§ **Written task**
Render all of the records below as a two-column CSV headed text and answer, one row per record. Put each record's wording and its answer in a single quoted field with line breaks turned into spaces, and leave the pictures out.

* * *

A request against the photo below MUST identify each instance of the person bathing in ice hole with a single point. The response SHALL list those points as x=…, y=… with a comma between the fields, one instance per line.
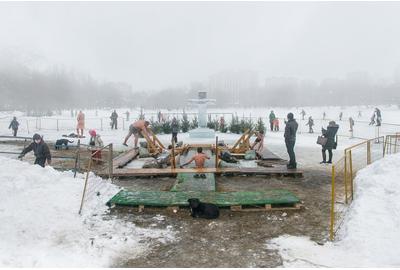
x=96, y=143
x=140, y=126
x=258, y=144
x=199, y=159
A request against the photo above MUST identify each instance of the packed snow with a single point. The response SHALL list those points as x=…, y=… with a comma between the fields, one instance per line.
x=40, y=225
x=370, y=234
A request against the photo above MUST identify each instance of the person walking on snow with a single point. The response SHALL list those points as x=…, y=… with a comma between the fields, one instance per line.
x=378, y=117
x=96, y=143
x=114, y=119
x=40, y=150
x=14, y=126
x=310, y=124
x=127, y=115
x=303, y=113
x=329, y=133
x=290, y=140
x=81, y=123
x=271, y=120
x=175, y=129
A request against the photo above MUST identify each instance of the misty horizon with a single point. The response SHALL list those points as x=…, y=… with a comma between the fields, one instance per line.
x=156, y=45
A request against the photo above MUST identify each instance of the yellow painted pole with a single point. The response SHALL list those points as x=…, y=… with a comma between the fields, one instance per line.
x=216, y=152
x=351, y=174
x=345, y=177
x=331, y=235
x=368, y=152
x=173, y=153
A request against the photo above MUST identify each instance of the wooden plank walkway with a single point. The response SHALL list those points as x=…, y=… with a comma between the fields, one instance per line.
x=123, y=159
x=282, y=170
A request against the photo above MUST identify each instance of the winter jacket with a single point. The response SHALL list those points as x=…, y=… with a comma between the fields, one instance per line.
x=271, y=117
x=290, y=130
x=14, y=124
x=40, y=150
x=96, y=141
x=330, y=133
x=114, y=116
x=175, y=126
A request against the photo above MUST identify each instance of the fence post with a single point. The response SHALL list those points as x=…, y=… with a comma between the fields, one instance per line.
x=351, y=173
x=173, y=153
x=332, y=204
x=110, y=163
x=84, y=188
x=216, y=152
x=345, y=177
x=368, y=152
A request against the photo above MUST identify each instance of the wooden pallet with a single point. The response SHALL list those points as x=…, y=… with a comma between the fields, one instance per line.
x=237, y=208
x=275, y=171
x=265, y=207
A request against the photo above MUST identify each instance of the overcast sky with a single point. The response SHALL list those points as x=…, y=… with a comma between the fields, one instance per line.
x=160, y=44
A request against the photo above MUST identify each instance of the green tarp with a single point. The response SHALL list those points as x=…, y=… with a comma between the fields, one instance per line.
x=221, y=199
x=187, y=182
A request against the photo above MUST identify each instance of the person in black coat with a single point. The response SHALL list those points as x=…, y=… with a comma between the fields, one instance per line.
x=175, y=129
x=40, y=150
x=329, y=133
x=14, y=126
x=290, y=140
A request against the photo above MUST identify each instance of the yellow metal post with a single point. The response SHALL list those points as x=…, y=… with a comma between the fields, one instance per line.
x=216, y=152
x=351, y=173
x=345, y=177
x=331, y=236
x=173, y=153
x=368, y=152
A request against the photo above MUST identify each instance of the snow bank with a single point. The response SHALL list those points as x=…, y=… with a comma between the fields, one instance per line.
x=40, y=225
x=370, y=236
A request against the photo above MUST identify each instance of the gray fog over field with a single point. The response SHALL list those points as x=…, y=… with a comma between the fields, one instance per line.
x=334, y=51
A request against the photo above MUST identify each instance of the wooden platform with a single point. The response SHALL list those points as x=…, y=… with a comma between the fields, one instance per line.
x=125, y=158
x=281, y=171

* * *

§ **Completed exercise**
text,answer
"A request against the photo below MUST identify each instance of the person bathing in ice hole with a single point. The response SHALL list those points as x=…, y=… with a comma between the fields, one instance per line.","x=96, y=143 x=140, y=126 x=258, y=144 x=199, y=159"
"A request against the photo above MUST identify each instance of the packed snow with a single point. The response SHALL list those points as x=…, y=… with a comma between the fields, one instance per line.","x=40, y=225 x=370, y=234"
"A request against the photo above MUST identify each instance of the person walking on snow with a single point. The response SHALL list those points as x=…, y=… with a comma between the fields, one instance per line.","x=378, y=117 x=96, y=143 x=114, y=119 x=40, y=150 x=14, y=126 x=310, y=124 x=127, y=115 x=303, y=113 x=329, y=133 x=290, y=140 x=81, y=123 x=271, y=120 x=175, y=129"
"A request against the photo above MUST identify each instance of the misty horizon with a single point. The response SHALL list those points as x=…, y=… with a comma between the fields, one instance per line.","x=156, y=45"
"A request against the photo above MUST identify each instance of the yellow painted pole with a single point. The response SHALL list those points as x=…, y=… with a comma between the fields, one instance per line.","x=216, y=152 x=351, y=174 x=345, y=177 x=331, y=235 x=368, y=152 x=173, y=153"
"A request against the photo above MUST identify each instance of the wooden plank walkway with a single point. The response SHALL list those points as x=…, y=… with a comma between the fields, one instance per line.","x=123, y=159 x=282, y=170"
"A request against the photo above MUST identify each instance of the winter jacket with a single point. The response SHALL list those points as x=…, y=… with a comma between the fields, one instance per line.","x=271, y=117 x=290, y=130 x=14, y=124 x=40, y=150 x=96, y=141 x=330, y=133 x=114, y=116 x=175, y=126"
"A request against the photo above MUST identify each instance of the fence post with a single point. The response SHALL list those points as x=…, y=… with a comma between the fields, one instance per line.","x=351, y=173 x=173, y=153 x=332, y=204 x=110, y=163 x=84, y=188 x=216, y=152 x=345, y=177 x=368, y=152"
"A request against the photo above MUST identify each instance of the wooden pallet with a single point. The response SHALL list those points as x=…, y=… with a comma between the fields, one instance per line.","x=237, y=208 x=275, y=171 x=265, y=207"
"A request against the photo above MUST identify each instance of the overcast sky with a single point. The response SHALL list those points as x=…, y=… with a comma between the fields, one instance per line.","x=160, y=44"
"A request against the photo above MUST identify each instance of the green tarp with a single point. The response SHALL list those points as x=…, y=… with a comma between the fields, one instance per line.","x=221, y=199 x=187, y=182"
"A request against the photo above MUST identify each instance of the person in black coat with a single point. The response SHALL list those points as x=…, y=… with a comma between the fields, one instance per line.","x=175, y=129 x=40, y=150 x=329, y=133 x=14, y=126 x=290, y=140"
"A request against the photo above MUST identify each instance of the yellow metal post with a single point. The response SHALL list those points as x=…, y=… with a comma between the fields, one instance per line.","x=216, y=152 x=351, y=173 x=345, y=177 x=331, y=236 x=173, y=153 x=368, y=152"
"A request against the photo above MUST identify each instance of the snow bank with a single point. The response SHALL list those points as x=…, y=… with a comma between the fields, one instance per line.","x=40, y=225 x=370, y=236"
"A request against the photo above MUST identify each instance of the gray fog over field with a single point. The response SHALL list those points as x=…, y=… with a comma between the fields, one instance per line.","x=334, y=51"
"A request against the photo above MUST identify each instance of the wooden platform with a single point. The response SHALL list those points as x=…, y=… with a comma between the fields, one instance per line.","x=125, y=158 x=281, y=171"